WRITTEN PROBLEM
Transcribe the items verbatim, beginning with the first line and ending after the line that contains "x=1203, y=507". Include both of those lines and nothing past that point.

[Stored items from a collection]
Start

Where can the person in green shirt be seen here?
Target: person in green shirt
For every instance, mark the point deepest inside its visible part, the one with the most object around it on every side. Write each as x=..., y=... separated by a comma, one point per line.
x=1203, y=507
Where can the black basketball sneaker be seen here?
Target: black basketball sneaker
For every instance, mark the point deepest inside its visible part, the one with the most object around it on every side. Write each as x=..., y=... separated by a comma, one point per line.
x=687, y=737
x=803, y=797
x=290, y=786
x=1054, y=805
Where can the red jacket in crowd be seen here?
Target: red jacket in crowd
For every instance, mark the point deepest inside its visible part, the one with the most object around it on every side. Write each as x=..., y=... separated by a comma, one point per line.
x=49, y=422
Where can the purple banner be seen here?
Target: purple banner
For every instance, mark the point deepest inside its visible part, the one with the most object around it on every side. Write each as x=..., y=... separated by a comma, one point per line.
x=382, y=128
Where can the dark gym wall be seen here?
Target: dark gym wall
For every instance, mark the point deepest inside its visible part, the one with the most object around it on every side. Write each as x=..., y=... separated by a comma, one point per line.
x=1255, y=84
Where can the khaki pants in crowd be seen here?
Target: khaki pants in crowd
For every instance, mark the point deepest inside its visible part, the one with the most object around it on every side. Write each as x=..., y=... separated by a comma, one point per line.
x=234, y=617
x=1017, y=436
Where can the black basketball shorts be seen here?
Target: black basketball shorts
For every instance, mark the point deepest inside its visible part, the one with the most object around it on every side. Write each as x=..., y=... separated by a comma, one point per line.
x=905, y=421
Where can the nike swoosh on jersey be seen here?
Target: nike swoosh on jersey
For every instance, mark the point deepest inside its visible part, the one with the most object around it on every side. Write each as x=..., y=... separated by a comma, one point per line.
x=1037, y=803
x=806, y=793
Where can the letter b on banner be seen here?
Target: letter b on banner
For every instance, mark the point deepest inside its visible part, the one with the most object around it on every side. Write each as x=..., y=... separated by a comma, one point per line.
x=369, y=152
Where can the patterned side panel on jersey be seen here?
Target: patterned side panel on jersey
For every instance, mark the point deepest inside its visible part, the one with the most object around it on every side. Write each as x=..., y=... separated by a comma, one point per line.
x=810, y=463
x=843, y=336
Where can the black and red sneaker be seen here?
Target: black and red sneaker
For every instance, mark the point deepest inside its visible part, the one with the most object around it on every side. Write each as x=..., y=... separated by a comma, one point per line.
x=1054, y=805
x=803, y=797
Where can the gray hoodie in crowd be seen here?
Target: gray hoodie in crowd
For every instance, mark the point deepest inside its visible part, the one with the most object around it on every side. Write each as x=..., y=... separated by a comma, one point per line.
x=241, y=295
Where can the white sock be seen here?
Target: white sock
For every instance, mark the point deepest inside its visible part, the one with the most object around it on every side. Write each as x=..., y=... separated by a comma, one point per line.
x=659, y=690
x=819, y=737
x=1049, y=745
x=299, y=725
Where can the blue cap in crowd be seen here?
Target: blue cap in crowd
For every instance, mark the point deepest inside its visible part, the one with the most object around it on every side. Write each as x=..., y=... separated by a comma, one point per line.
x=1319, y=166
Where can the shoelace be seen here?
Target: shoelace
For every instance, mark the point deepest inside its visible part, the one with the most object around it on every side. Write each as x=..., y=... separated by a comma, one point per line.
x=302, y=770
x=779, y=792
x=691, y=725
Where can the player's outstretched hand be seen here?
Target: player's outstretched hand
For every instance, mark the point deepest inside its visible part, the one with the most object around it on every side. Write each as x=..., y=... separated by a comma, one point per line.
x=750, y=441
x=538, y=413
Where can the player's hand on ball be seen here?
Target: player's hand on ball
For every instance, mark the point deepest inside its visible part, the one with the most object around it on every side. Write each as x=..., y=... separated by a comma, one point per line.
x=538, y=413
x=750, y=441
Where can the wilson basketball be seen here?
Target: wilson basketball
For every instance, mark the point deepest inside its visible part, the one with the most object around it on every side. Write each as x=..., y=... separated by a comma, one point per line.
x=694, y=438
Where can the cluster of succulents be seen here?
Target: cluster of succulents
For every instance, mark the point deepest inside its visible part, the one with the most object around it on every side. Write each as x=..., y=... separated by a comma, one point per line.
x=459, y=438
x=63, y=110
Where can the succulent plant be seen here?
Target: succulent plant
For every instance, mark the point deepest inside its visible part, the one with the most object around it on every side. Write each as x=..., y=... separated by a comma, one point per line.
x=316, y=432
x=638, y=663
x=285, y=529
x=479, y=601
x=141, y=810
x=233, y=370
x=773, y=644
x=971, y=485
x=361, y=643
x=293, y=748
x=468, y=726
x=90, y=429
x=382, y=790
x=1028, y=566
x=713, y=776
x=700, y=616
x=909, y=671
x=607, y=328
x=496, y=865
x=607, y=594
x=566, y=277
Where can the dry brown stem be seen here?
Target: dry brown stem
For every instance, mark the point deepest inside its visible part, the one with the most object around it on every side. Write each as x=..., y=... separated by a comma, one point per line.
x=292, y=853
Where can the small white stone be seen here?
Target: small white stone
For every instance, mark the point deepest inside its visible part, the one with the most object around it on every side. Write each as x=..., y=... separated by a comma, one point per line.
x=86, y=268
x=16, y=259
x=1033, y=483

End

WRITTEN ANSWER
Where can the person in green shirt be seen here?
Target: person in green shirt
For every instance, mark the point deepest inside its visible part, the one with the most object around it on every side. Write each as x=..., y=... separated by a comma, one point per line.
x=1203, y=507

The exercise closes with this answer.